| EXERCISE PROMPT |
Every line of the records below should be restated exactly.

| Entries from a dataset |
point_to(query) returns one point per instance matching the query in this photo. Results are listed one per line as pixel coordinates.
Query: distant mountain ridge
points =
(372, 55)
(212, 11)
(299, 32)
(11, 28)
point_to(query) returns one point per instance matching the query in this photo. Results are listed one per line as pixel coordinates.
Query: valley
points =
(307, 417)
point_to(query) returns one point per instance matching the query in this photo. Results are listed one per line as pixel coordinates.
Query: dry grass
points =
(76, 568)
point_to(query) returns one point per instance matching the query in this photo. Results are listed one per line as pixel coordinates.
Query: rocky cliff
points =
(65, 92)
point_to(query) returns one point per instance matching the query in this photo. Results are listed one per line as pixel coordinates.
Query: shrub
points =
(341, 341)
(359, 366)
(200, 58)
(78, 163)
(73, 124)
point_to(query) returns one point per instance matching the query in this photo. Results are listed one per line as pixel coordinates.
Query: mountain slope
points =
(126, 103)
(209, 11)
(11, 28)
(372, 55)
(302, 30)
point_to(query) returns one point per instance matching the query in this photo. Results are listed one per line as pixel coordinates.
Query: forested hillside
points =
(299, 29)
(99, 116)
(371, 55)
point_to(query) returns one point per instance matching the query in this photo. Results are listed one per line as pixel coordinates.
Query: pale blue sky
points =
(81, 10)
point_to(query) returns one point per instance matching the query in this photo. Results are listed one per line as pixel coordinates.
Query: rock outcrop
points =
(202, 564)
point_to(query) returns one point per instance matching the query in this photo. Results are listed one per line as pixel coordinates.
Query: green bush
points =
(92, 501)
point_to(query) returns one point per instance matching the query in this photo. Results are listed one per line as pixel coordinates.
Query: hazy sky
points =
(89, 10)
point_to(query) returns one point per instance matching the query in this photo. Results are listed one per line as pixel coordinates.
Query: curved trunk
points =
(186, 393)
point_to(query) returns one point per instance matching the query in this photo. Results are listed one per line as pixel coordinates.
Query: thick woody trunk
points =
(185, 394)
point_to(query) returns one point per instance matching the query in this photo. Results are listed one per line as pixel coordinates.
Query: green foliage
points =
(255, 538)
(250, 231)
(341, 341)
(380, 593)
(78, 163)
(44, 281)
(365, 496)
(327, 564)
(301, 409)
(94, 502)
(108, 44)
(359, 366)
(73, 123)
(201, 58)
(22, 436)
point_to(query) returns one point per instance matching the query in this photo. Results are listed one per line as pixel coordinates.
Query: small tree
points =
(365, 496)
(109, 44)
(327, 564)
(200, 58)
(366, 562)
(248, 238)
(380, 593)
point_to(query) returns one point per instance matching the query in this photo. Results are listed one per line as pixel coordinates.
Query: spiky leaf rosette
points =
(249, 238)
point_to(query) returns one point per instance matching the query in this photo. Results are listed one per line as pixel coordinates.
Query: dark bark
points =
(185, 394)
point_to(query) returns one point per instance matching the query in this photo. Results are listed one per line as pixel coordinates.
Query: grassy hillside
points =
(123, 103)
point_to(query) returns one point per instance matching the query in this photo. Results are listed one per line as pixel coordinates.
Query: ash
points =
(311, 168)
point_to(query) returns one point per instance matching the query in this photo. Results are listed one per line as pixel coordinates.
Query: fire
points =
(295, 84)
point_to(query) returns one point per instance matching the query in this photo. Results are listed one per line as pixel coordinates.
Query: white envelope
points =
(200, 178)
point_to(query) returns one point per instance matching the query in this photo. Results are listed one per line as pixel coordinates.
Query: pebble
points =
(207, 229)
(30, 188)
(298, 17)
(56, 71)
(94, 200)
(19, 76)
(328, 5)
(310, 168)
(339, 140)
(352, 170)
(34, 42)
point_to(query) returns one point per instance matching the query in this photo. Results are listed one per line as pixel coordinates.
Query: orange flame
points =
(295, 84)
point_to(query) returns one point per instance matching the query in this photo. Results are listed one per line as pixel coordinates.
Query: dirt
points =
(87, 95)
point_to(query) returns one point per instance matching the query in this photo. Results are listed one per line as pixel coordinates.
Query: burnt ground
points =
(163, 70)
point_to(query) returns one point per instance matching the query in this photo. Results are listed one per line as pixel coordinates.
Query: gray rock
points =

| RESPONSE TO THIS TASK |
point_to(query) returns one point per instance matching the query in this photo. Results are listed one per line as pixel coordinates.
Query: distant mountain ridge
points =
(372, 55)
(212, 11)
(299, 32)
(11, 28)
point_to(query) returns one point per instance matching the query in this photo. Results are listed one per line as pixel coordinates.
Query: valley
points =
(307, 417)
point_to(query) returns one point per instance matching the query in this photo. Results are listed one per line as pixel coordinates.
Query: dry grass
points =
(76, 568)
point_to(query) returns one point per instance matching the query in this photo. Results are listed one per line as pixel coordinates.
Query: rocky cliff
points =
(65, 92)
point_to(query) returns one point per instance matching the query in this photo. Results are listed one per line as pixel coordinates.
Query: shrub
points =
(341, 341)
(359, 366)
(200, 58)
(78, 163)
(73, 124)
point_to(query) returns one point per instance matching the query in this photo. Results are listed one per line as pixel coordinates.
Query: mountain slope
points =
(126, 103)
(209, 11)
(11, 28)
(372, 55)
(302, 30)
point_to(query) returns one point per instance matching the query in this photo. Results are listed one per line as pixel coordinates.
Query: forested hillside
points =
(299, 29)
(99, 116)
(371, 55)
point_to(query) returns one point per instance matching the query in this photo. Results are listed one per line as pixel coordinates.
Query: pale blue sky
points =
(81, 10)
point_to(query) returns one point per instance matching the query in this photo. Results are listed one per line as pixel coordinates.
Query: rock outcrop
points =
(202, 564)
point_to(query) returns one point per instance matching the query in this photo. Results are listed one per line as pixel coordinates.
Query: green bush
points =
(92, 501)
point_to(query) returns one point per instance matching the query in this photo. Results are listed one per line as pixel coordinates.
Query: hazy sky
points =
(89, 10)
point_to(query) returns one point per instance matching the query in this photo. Results are listed one per line as pixel coordinates.
Query: curved trunk
points =
(186, 393)
point_to(query) returns one point per instance matching the query in this photo. Results are listed one per line as pixel coordinates.
Query: thick woody trunk
points =
(185, 394)
point_to(query) returns one point per instance matching the query in this photo. Results are listed one per line as pixel coordinates.
Query: green foliage
points =
(255, 538)
(250, 231)
(341, 341)
(380, 593)
(78, 163)
(44, 281)
(365, 496)
(327, 564)
(301, 409)
(94, 502)
(108, 44)
(359, 366)
(73, 123)
(201, 58)
(22, 436)
point_to(query) returns one point per instance matching the query in this photo. Results are listed one per line as pixel coordinates.
Query: small tree
points =
(365, 496)
(109, 44)
(327, 564)
(200, 58)
(366, 562)
(248, 238)
(380, 593)
point_to(query) returns one point per instance matching the query in this photo. Results are listed one per line as pixel coordinates.
Query: spiky leaf rosette
points =
(249, 238)
point_to(query) returns one point per instance matching the query in this photo. Results are listed one per line as pixel coordinates.
Query: dark bark
points =
(185, 394)
point_to(query) returns one point per instance matching the query in this photo. Results are listed one per line as pixel coordinates.
Query: grassy hillside
points =
(123, 103)
point_to(query) returns one point per instance matching the query in this photo. Results are listed one per line as pixel coordinates.
Query: ash
points =
(311, 168)
point_to(query) returns one point per instance matching the query in this photo. Results are listed one per line as pixel coordinates.
Query: fire
points =
(295, 84)
point_to(query) returns one point per instance matching the query in this photo. Results are listed one per line as pixel coordinates.
Query: white envelope
points =
(200, 178)
point_to(query) returns one point per instance matching the query in this photo. Results are listed one per line as pixel coordinates.
Query: pebble
points =
(207, 229)
(30, 188)
(298, 17)
(56, 71)
(94, 200)
(19, 76)
(328, 5)
(310, 168)
(339, 140)
(352, 170)
(34, 42)
point_to(query) returns one point per instance matching the query in this photo. Results are listed one per line as pixel coordinates.
Query: orange flame
points =
(295, 84)
point_to(query) returns one point per instance matching the query in this photo. Results are listed one per line as pixel coordinates.
Query: dirt
points =
(87, 95)
point_to(query) returns one point per instance matching the query in this photo. Results are listed one per line as pixel coordinates.
Query: burnt ground
points =
(163, 70)
point_to(query) returns one point per instance matching the query in this photo. Results are listed one per line as pixel coordinates.
Query: gray rock
points =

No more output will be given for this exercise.